◆ GIVEN EXERCISE ◆
Copy all of the records below in full, requests included, and reduce every x and y coordinate in the answers by 132.

◆ RECORD EXTRACTS ◆
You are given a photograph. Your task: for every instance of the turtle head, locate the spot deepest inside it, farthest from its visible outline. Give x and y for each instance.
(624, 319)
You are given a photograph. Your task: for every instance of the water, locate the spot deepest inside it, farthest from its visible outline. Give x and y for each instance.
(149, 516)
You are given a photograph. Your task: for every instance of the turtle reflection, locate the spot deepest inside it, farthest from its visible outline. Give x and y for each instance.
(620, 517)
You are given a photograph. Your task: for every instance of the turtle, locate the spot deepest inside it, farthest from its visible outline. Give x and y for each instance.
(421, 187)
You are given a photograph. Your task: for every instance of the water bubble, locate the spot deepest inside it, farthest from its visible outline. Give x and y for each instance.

◆ RESULT ◆
You are given a photograph. Your task: for every instance of the turtle head, locate the spot deepest inside it, farthest from its visible outline. Give x and y for each instance.
(492, 187)
You are given a photograph. Your task: for every instance of the water, locate the spot deepest inside it, farthest from its visible outline. Give x and y for each instance.
(17, 384)
You are given a photograph. Your task: for every instance of the turtle reflection, locate the spot deepest inside it, farthest from its visible outline. Give x and y for each instance.
(488, 385)
You are given a photograph. Your task: for every instance of the turtle, locate the spot deepest inside it, farthest from its visible outline. Give x and y for each instance.
(289, 55)
You are given a photograph. Your task: for every instance of the water bubble, locate the spot deepest inside it, farthest from its visible outline. Give x and y for each instance.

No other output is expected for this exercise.